**Do this**: Render the records below as a numbered list, from their first line up to and including the line that contains "164 180 L 130". Omit blank lines and leave out the pictures.

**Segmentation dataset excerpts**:

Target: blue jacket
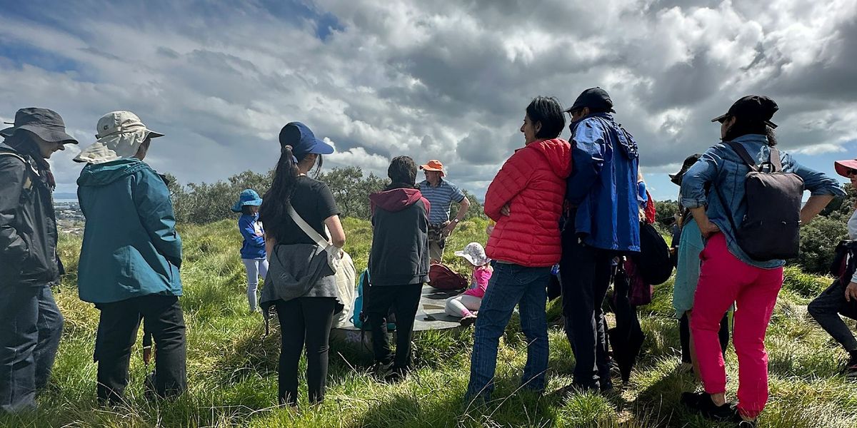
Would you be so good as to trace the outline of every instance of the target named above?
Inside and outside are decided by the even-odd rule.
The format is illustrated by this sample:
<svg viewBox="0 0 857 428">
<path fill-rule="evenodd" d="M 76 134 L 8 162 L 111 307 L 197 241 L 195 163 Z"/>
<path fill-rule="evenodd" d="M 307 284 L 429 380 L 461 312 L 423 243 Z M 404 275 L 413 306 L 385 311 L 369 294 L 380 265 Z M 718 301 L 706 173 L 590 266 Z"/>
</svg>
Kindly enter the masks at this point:
<svg viewBox="0 0 857 428">
<path fill-rule="evenodd" d="M 164 180 L 130 158 L 87 165 L 77 186 L 87 217 L 77 268 L 81 300 L 182 295 L 182 240 Z"/>
<path fill-rule="evenodd" d="M 767 162 L 770 157 L 768 139 L 761 134 L 746 134 L 734 139 L 744 146 L 750 156 L 756 157 L 758 163 Z M 785 172 L 797 174 L 804 181 L 804 188 L 813 195 L 844 196 L 845 192 L 839 182 L 824 173 L 810 169 L 792 158 L 788 153 L 780 152 L 780 160 Z M 746 214 L 744 203 L 744 176 L 750 169 L 744 164 L 734 150 L 722 143 L 708 149 L 705 154 L 685 173 L 681 179 L 681 205 L 686 208 L 698 208 L 708 205 L 705 213 L 711 223 L 720 228 L 726 236 L 729 253 L 742 262 L 764 269 L 777 268 L 785 264 L 783 260 L 759 262 L 750 259 L 741 250 L 735 240 L 735 231 L 732 229 L 727 213 L 730 212 L 735 224 Z M 705 185 L 711 184 L 711 190 L 705 195 Z M 727 206 L 723 206 L 716 193 L 720 192 Z M 728 211 L 727 211 L 728 210 Z"/>
<path fill-rule="evenodd" d="M 640 251 L 637 143 L 607 113 L 574 124 L 573 168 L 566 198 L 577 206 L 575 232 L 596 248 Z"/>
<path fill-rule="evenodd" d="M 264 233 L 262 223 L 259 222 L 259 214 L 242 214 L 238 217 L 238 230 L 244 237 L 244 244 L 241 246 L 241 258 L 261 259 L 267 257 L 265 253 L 265 238 L 257 232 Z"/>
</svg>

**Result for this exercise**:
1. Target: blue jacket
2. Would you be so good as to trace the outline of every instance of the target named above?
3. Inside and outside are decided by the even-odd rule.
4. The format is illustrated by this sample:
5. <svg viewBox="0 0 857 428">
6. <path fill-rule="evenodd" d="M 76 134 L 8 162 L 111 307 L 197 241 L 195 163 Z"/>
7. <path fill-rule="evenodd" d="M 307 284 L 429 380 L 461 312 L 423 243 Z M 404 275 L 413 306 L 385 311 L 369 294 L 380 265 Z M 718 301 L 706 173 L 590 266 Z"/>
8. </svg>
9. Kindly enter the masks at this point:
10. <svg viewBox="0 0 857 428">
11. <path fill-rule="evenodd" d="M 164 180 L 130 158 L 87 165 L 77 186 L 87 217 L 77 268 L 81 300 L 182 295 L 182 240 Z"/>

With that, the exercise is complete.